The task:
Each line from the one holding "x=871, y=365" to the end of the data below must be output verbatim, with no other lines.

Data:

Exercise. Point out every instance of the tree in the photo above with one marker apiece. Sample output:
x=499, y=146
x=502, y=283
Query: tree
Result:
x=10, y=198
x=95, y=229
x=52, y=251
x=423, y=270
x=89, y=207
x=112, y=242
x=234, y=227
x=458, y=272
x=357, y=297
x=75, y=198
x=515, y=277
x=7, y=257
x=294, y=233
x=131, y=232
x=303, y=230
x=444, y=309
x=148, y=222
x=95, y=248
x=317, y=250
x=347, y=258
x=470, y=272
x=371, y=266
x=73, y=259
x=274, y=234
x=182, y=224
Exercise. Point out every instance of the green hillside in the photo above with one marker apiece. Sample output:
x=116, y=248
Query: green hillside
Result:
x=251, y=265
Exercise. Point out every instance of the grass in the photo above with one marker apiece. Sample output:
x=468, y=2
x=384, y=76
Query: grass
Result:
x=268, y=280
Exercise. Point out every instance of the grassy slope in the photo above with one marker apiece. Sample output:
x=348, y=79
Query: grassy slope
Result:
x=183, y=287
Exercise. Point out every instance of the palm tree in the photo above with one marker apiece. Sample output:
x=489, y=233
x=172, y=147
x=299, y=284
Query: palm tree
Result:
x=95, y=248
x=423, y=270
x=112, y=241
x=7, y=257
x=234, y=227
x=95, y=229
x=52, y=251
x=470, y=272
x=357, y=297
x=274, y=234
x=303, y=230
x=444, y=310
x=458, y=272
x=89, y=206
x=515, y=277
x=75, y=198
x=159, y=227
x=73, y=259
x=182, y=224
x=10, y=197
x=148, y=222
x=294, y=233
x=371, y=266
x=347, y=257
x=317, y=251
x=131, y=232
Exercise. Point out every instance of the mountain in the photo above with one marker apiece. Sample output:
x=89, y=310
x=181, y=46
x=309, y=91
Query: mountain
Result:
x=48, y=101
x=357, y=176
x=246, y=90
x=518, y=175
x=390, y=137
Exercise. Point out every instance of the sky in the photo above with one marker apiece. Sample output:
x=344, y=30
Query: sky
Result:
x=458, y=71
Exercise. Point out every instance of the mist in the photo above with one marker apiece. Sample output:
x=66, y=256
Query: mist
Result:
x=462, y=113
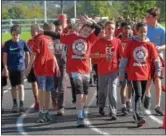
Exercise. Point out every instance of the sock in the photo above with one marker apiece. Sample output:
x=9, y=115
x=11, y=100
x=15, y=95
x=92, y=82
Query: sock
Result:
x=36, y=99
x=124, y=105
x=148, y=95
x=158, y=105
x=14, y=101
x=79, y=113
x=21, y=103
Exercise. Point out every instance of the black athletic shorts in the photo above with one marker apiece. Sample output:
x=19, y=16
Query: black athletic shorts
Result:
x=16, y=77
x=31, y=77
x=3, y=81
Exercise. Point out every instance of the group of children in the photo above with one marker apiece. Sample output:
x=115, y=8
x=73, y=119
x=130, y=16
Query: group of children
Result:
x=56, y=50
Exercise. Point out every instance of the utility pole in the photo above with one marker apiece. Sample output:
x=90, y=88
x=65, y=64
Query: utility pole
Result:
x=45, y=11
x=75, y=9
x=62, y=6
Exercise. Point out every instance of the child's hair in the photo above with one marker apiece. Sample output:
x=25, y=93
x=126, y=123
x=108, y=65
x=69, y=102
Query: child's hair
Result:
x=57, y=23
x=109, y=22
x=139, y=25
x=15, y=28
x=49, y=27
x=155, y=12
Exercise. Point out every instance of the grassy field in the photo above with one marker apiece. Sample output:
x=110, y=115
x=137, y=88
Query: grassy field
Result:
x=24, y=36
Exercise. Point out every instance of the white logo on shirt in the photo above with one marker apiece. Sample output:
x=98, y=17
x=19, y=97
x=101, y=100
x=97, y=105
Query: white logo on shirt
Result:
x=79, y=47
x=13, y=49
x=140, y=55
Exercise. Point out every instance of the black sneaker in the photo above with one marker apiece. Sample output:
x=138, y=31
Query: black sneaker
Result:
x=80, y=122
x=112, y=116
x=21, y=110
x=159, y=111
x=129, y=106
x=141, y=122
x=124, y=111
x=147, y=102
x=42, y=118
x=101, y=111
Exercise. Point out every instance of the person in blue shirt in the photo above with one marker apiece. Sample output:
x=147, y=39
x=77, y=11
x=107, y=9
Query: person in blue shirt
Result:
x=156, y=34
x=15, y=59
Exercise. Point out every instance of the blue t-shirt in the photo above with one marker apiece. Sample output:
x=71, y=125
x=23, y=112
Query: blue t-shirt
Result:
x=156, y=34
x=15, y=54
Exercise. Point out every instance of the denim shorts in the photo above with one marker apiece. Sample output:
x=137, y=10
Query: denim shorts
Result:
x=81, y=82
x=125, y=81
x=45, y=83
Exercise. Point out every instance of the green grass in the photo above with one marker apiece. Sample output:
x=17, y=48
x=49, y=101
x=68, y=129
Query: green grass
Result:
x=24, y=36
x=163, y=24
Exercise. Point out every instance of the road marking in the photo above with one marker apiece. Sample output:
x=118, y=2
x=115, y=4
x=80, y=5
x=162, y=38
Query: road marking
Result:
x=6, y=90
x=20, y=123
x=148, y=112
x=88, y=123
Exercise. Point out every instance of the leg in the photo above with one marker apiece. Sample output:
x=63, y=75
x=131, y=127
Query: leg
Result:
x=113, y=80
x=147, y=102
x=137, y=105
x=102, y=94
x=12, y=78
x=158, y=90
x=73, y=89
x=62, y=90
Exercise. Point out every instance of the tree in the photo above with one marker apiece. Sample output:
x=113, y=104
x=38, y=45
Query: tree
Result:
x=137, y=9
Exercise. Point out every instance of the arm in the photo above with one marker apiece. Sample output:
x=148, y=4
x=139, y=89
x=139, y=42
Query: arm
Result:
x=52, y=34
x=5, y=70
x=122, y=66
x=27, y=58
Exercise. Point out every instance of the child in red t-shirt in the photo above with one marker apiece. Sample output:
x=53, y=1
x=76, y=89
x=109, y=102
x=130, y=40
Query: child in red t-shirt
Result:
x=78, y=59
x=108, y=50
x=137, y=57
x=45, y=66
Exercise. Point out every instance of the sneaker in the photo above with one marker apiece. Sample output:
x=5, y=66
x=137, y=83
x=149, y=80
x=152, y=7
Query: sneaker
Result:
x=80, y=122
x=147, y=103
x=112, y=116
x=101, y=111
x=21, y=109
x=159, y=111
x=2, y=111
x=54, y=104
x=85, y=113
x=141, y=122
x=15, y=109
x=60, y=112
x=124, y=111
x=47, y=116
x=42, y=118
x=129, y=106
x=36, y=106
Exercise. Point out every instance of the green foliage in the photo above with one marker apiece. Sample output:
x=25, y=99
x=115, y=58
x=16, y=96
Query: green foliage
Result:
x=136, y=9
x=22, y=11
x=24, y=36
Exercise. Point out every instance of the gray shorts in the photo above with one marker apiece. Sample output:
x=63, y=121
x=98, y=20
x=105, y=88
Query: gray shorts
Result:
x=45, y=83
x=125, y=81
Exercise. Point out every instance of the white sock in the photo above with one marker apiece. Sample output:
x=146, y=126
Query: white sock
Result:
x=158, y=105
x=80, y=113
x=123, y=105
x=148, y=95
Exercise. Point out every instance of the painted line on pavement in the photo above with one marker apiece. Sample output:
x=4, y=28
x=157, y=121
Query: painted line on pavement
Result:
x=88, y=123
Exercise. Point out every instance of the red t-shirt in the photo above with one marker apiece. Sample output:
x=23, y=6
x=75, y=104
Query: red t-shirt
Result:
x=94, y=60
x=108, y=48
x=78, y=54
x=44, y=64
x=117, y=31
x=140, y=56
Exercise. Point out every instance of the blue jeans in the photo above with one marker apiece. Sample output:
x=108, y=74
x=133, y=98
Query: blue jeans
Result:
x=45, y=83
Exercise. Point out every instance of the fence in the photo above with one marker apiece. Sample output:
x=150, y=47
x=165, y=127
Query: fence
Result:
x=24, y=23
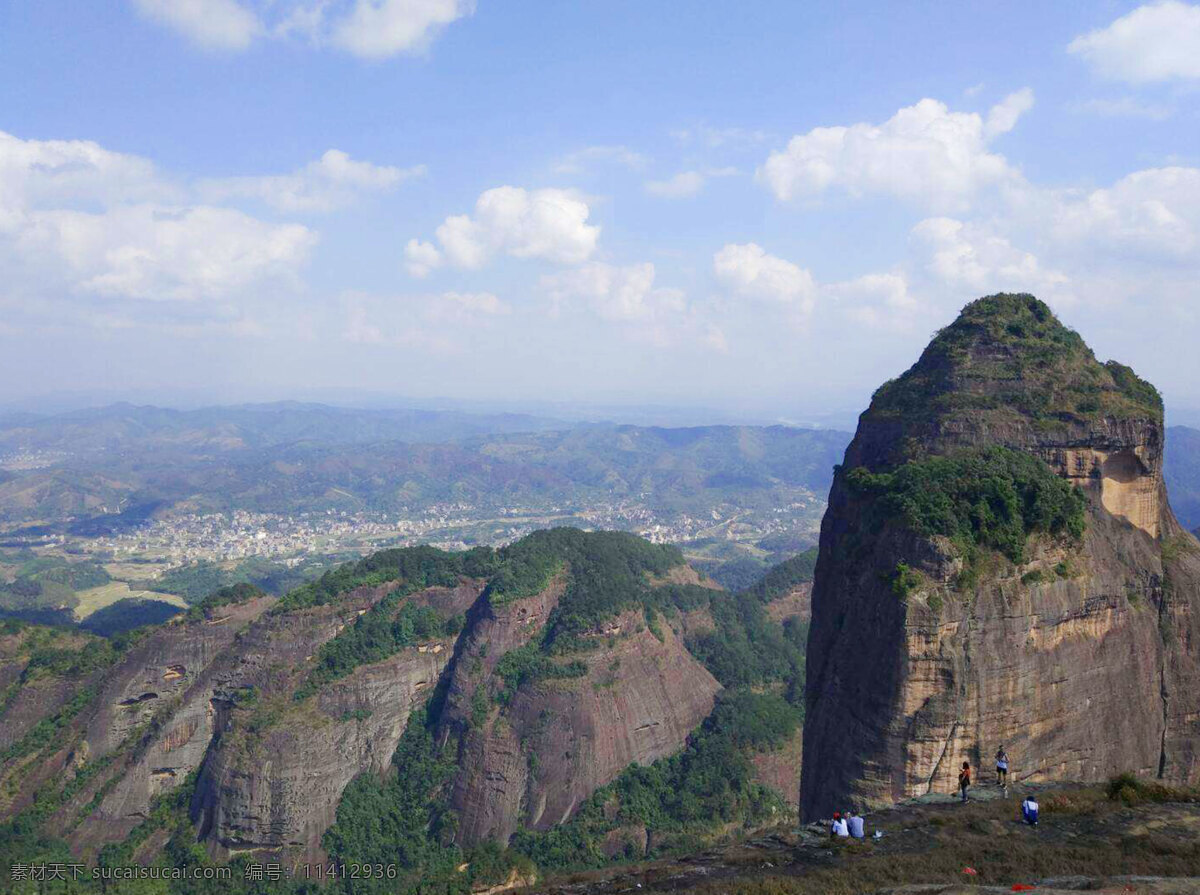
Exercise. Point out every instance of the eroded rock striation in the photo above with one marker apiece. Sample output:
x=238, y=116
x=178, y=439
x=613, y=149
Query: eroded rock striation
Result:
x=964, y=600
x=544, y=671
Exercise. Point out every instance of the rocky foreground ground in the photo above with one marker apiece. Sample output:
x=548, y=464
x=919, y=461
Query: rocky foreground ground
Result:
x=1086, y=841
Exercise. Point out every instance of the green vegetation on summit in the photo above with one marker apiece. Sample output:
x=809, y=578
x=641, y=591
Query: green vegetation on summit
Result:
x=678, y=799
x=1008, y=354
x=985, y=497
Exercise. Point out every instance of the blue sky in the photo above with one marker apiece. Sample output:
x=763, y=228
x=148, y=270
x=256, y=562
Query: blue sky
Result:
x=763, y=208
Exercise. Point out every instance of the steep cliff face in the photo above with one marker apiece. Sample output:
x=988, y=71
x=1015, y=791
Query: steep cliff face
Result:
x=529, y=754
x=964, y=600
x=545, y=670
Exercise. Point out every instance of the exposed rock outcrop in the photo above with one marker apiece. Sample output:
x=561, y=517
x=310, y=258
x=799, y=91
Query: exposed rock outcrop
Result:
x=534, y=758
x=1083, y=659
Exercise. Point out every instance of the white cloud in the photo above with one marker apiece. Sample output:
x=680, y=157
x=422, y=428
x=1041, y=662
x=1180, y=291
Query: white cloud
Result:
x=1152, y=215
x=436, y=323
x=747, y=270
x=421, y=258
x=615, y=293
x=682, y=186
x=969, y=257
x=879, y=300
x=376, y=29
x=370, y=29
x=685, y=184
x=924, y=152
x=77, y=217
x=467, y=307
x=1155, y=42
x=580, y=160
x=75, y=173
x=165, y=252
x=216, y=24
x=545, y=224
x=333, y=181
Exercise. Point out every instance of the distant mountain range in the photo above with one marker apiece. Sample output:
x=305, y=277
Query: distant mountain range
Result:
x=1181, y=468
x=123, y=464
x=118, y=466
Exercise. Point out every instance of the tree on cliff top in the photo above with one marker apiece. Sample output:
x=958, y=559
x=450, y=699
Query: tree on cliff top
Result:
x=1008, y=355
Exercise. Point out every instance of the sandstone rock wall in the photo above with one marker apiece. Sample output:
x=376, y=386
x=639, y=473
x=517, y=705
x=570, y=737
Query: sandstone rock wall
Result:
x=1084, y=661
x=637, y=702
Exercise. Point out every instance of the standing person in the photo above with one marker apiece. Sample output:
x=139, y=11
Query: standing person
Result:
x=1002, y=767
x=1030, y=810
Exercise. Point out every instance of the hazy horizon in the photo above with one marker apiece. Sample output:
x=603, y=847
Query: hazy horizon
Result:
x=763, y=214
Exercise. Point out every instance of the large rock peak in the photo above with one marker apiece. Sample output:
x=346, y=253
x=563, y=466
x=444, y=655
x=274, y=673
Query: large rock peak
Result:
x=964, y=599
x=1008, y=372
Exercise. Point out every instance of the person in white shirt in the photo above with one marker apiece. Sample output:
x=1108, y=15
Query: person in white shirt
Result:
x=1030, y=810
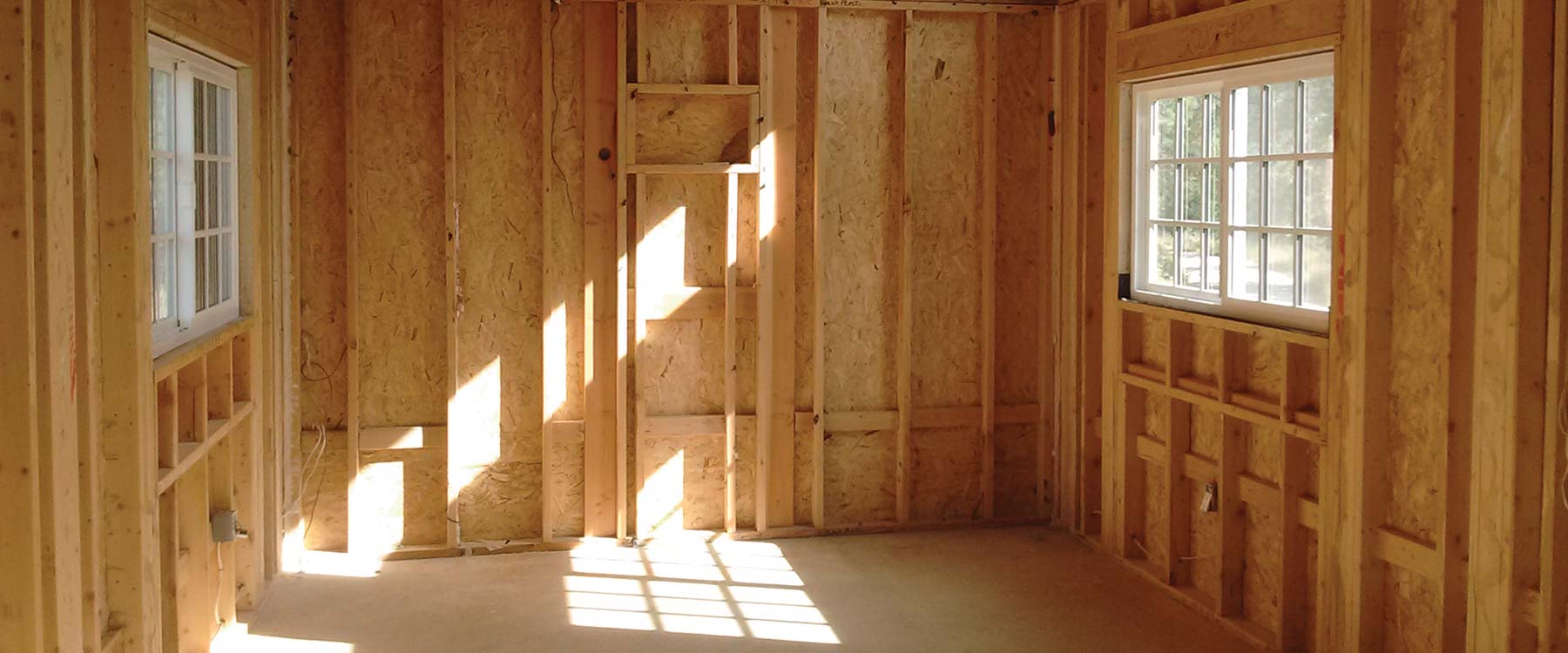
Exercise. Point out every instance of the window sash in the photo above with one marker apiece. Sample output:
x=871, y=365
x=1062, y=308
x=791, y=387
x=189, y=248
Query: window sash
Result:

Answer to this task:
x=871, y=365
x=1062, y=308
x=791, y=387
x=189, y=248
Query: window sash
Result:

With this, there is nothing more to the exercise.